Do you ever wonder who on earth came up with the camel?
Is it a horse? Is it a donkey? Is it a sand dune come to life? Is it a couple of bottles of water strapped to the aforementioned horse?
Who knows.
I certainly don’t.
But one thing is for sure, the phrase “a camel is a horse designed by a committee” certainly rings true.
Okay, it really sounds like I’m going in on camels for no apparent reason – but I’m not, I promise. I just needed an excuse to bring up that phrase. Because honestly, things designed by committee are RUBBISH.
(Except you camels, you’re fine).
And when it comes to your content, a “copy camel” can turn a brief into a muddied, watered-down piece of copy that says everything and nothing at the same time.
So let me introduce you to one of my arch-enemies in the writing world:
Copy. By. Committee.
That old chestnut.
What is copy by committee?
Picture this scenario.
You’ve got a copywriting brief for crisps.
It’s clear. Succinct. Says it all. Explains what the copywriter needs to do. What the end goal is. Who the target audience is. What the key focus point is. It’s basically the brief that every writer dreams of receiving.
Now let’s say the copywriter in question is called J.
J is happy – the brief looks good. He’s brimming with ideas. Brimming with creative ways to turn the client’s vision into a reality.
There’s a bit of back-and-forth – a bit of rendezvous between J and the main point of contact – just to iron things out. To make sure they’re both on the same page.
And then BOOM, J is off to work.
3 days later, J and the main point of contact jump on a call.
J thinks this is just a quick one-to-one. A small catch-up to see how the project is moving along.
This is not the main point of contact’s goal at all.

━━━━━━━━

Set tasks
(A) In the post on copy by committee, what product is the copywriting brief in the scenario for?
(B) Render this sentence from the post on copy by committee in Spanish: "3 days later, J and the main point of contact jump on a call."

Data
━━━━━━━━

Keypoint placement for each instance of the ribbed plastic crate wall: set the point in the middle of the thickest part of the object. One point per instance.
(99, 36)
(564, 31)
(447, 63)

━━━━━━━━

Answers to the exercises
(A) Crisps.

(B) Tres días después, J y el contacto principal tienen una llamada.